Referring expression data.
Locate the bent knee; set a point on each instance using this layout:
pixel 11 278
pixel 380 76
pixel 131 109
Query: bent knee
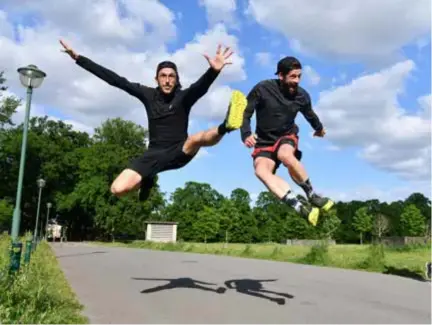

TASK TO CARRY OUT.
Copy all of the records verbatim, omitting the pictures.

ANSWER SPACE.
Locate the bent knee; set a point on each instance using this layout:
pixel 11 278
pixel 380 76
pixel 131 109
Query: bent knee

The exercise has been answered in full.